PROBLEM TO WORK ON: So that the copy matches the original, retype each line of the material below exactly.

INFORMATION:
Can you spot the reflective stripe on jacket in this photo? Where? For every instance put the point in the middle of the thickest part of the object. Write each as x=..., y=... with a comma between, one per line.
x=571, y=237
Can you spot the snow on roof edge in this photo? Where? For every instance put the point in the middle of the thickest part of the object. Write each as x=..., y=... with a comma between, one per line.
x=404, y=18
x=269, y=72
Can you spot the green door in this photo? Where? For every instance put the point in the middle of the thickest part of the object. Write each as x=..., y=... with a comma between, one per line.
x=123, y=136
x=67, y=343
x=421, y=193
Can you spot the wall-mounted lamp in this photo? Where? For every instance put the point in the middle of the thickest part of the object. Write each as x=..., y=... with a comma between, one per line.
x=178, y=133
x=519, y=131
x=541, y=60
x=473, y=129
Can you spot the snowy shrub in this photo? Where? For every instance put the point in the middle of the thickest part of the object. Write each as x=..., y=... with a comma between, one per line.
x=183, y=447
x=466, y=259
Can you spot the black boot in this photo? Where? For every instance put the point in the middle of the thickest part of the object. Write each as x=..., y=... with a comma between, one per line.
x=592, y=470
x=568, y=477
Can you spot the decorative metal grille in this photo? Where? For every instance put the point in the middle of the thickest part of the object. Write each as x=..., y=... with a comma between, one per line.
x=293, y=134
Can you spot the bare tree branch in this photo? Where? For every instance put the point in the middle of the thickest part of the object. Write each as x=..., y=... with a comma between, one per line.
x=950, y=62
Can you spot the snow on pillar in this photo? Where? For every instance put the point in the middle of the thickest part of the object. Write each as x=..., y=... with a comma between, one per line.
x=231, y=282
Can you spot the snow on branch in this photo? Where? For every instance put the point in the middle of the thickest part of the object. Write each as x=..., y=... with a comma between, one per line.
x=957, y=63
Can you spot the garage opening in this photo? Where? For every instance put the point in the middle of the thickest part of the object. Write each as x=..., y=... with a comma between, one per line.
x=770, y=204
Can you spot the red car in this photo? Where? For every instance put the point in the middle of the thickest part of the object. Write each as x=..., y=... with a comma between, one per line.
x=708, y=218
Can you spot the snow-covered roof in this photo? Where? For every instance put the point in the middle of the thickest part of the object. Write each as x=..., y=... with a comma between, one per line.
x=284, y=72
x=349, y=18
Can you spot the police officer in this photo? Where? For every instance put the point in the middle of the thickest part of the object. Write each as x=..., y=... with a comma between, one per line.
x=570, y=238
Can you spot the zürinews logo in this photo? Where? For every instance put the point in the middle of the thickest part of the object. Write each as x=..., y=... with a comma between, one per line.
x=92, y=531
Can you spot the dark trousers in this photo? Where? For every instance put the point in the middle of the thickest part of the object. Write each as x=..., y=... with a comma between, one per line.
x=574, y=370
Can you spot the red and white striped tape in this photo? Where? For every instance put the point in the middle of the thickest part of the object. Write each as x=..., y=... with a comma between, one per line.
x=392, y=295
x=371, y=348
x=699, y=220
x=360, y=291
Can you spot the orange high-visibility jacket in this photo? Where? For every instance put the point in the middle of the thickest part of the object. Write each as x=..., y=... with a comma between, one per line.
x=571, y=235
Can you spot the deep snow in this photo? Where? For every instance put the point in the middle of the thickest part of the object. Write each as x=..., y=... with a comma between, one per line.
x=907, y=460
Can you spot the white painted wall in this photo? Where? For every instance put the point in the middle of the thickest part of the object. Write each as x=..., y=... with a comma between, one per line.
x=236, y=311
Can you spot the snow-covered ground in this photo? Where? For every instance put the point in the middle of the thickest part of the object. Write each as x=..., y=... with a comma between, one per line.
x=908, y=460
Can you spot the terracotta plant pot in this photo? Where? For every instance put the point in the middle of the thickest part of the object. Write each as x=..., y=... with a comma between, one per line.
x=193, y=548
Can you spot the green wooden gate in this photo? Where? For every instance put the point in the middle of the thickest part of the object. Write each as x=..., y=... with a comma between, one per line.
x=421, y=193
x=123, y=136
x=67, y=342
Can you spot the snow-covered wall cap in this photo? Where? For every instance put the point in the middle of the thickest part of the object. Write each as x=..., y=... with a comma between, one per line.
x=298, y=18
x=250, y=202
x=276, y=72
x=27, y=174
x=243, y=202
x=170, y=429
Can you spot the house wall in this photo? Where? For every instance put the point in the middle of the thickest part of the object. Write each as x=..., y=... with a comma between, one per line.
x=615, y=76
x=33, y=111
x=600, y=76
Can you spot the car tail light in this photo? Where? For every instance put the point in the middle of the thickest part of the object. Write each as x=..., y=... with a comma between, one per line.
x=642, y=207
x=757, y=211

REPLY TO THE EXERCISE:
Can you spot the reflective stripe on jacket in this photo? Where? For every instance put the point in the middle of the thickest part of the object. Write each as x=..., y=... with a comma between, one per line.
x=571, y=237
Can you spot the snow on roof edge in this photo? Where? For every instance put the point in the middle of the thickest part of the object. Write each as x=..., y=... with a comma between, one per line.
x=404, y=18
x=269, y=72
Can you spot the green door in this photo? Where? For every instance put the point in the middle of the thickest part of the object. Write each as x=..., y=... with a comma between, one per line.
x=123, y=136
x=67, y=343
x=421, y=193
Can you spot the wall-mounted lamp in this photo? Where? For every instance put the point in the middle of the thickest part of the object. Write each as x=..., y=... with a comma between, one per line.
x=178, y=133
x=519, y=131
x=541, y=60
x=473, y=129
Can you spot the snowy shrub in this photo? Where? For every instance put the point in the middle of the thickest part of the object. Write each as x=..., y=... with a comma between, one per line.
x=183, y=447
x=466, y=259
Can you spot the black boot in this photo? Where? For every instance put the point in the middle of the thickest part of the object. Write each as x=..., y=... with a comma between, one per line.
x=592, y=470
x=568, y=477
Can you spot the decorative metal grille in this photo? Where? For every instance put the point in the middle of the thickest part of the object. Write each as x=..., y=... with a comma between, one per line.
x=293, y=134
Can you spot the bare tree branch in this photo? Where? For every instance put the point in the middle of the thickest part of the object. Write each as x=..., y=... with a comma between, one per line.
x=950, y=62
Can you spot the snow on pillar in this photo? Where? For every instance put the point in the middle of the thickest part of the object. Write each as x=..., y=... with a comma between, one per line.
x=231, y=282
Can you spot the snow on branch in this photo? Where? For every instance put the point in the middle of the thickest part of the object. Write each as x=..., y=... with a comma between, one per line.
x=957, y=63
Can you spot the garage opening in this photo? Where? For every instance put the point in the middle of the thickest part of the object. Write each as x=..., y=... with a comma between, one per line.
x=770, y=204
Can you spot the red car in this photo? Where? For every instance put the point in the middle of the thickest part of the object. Write each as x=..., y=... with a comma between, one per line.
x=708, y=218
Can you spot the snow-covered roof in this photo? Where? For every instance put the point in the middle of the thickest part of the object. Write each as x=..., y=... with a comma between, one per line.
x=284, y=72
x=349, y=18
Can you spot the police officer in this photo? Where? For every instance put the point in the middle of the thickest part of the object. Write each as x=..., y=... with a comma between, one per line.
x=570, y=238
Can you spot the zürinews logo in this photo? Where? For every instance put the point in the middle of the thickest part of the object. Write each as x=..., y=... with a comma between, one per line.
x=92, y=531
Can you spot the dark trousers in this photo? Where? For every instance put the point in the middle of the thickest part of the object. Write each as x=..., y=... with a comma between, one per line.
x=574, y=370
Can you spot the red and white striped tape in this photo? Where? For every instance put the point in the middle of the thickest part of the object. Write each as x=..., y=... with a comma between, one per line.
x=392, y=295
x=371, y=348
x=699, y=220
x=360, y=291
Can you spot the orange high-visibility jacket in this photo? Where? For every instance put the point in the middle of the thickest part of the object. Write each as x=..., y=... with a comma between, one per line.
x=571, y=235
Can you spot the deep snow in this photo? Where? For every instance put the point in the middle of the thickest part of the object. Write each as x=..., y=... with a comma between, one per line.
x=907, y=460
Can you spot the white painted wall in this photo? Where? For every instance put the point in the middle of the thickest part of the object. Write each as x=..., y=... with a comma between, one per line.
x=236, y=311
Can you spot the snow-covered ground in this photo? Where? For every instance put the point in the middle of the thickest part of the object. Write each as x=..., y=... with a comma between, one per line.
x=908, y=460
Can you spot the terracotta plant pot in this photo? Where? For every instance put the point in the middle of the thickest part of the object. Write each as x=..., y=... with a comma between, one per line.
x=193, y=548
Can you spot the green wooden gate in this photo? Where? For every instance put the point in the middle of the thickest part of the object. Write each as x=..., y=... with a comma between, one per line.
x=421, y=193
x=123, y=136
x=67, y=342
Can you spot the snow-covered wall cap in this photo? Where? For every instance put the point in the middle of the thickest part of the object. Write each as x=..., y=... with a comma between, one per line.
x=298, y=18
x=250, y=202
x=276, y=72
x=27, y=174
x=243, y=202
x=170, y=429
Can you spot the house wall in this photo? Where? For every instance put the point in the middle of the thickest part of the object. Write each as x=..., y=... with a comma between, one per line.
x=615, y=76
x=33, y=111
x=600, y=76
Can you spot the car tail light in this photo? Where? For every instance put the point in the middle of the thickest part of the object. Write each as x=..., y=... with a comma between, one per line.
x=642, y=207
x=757, y=211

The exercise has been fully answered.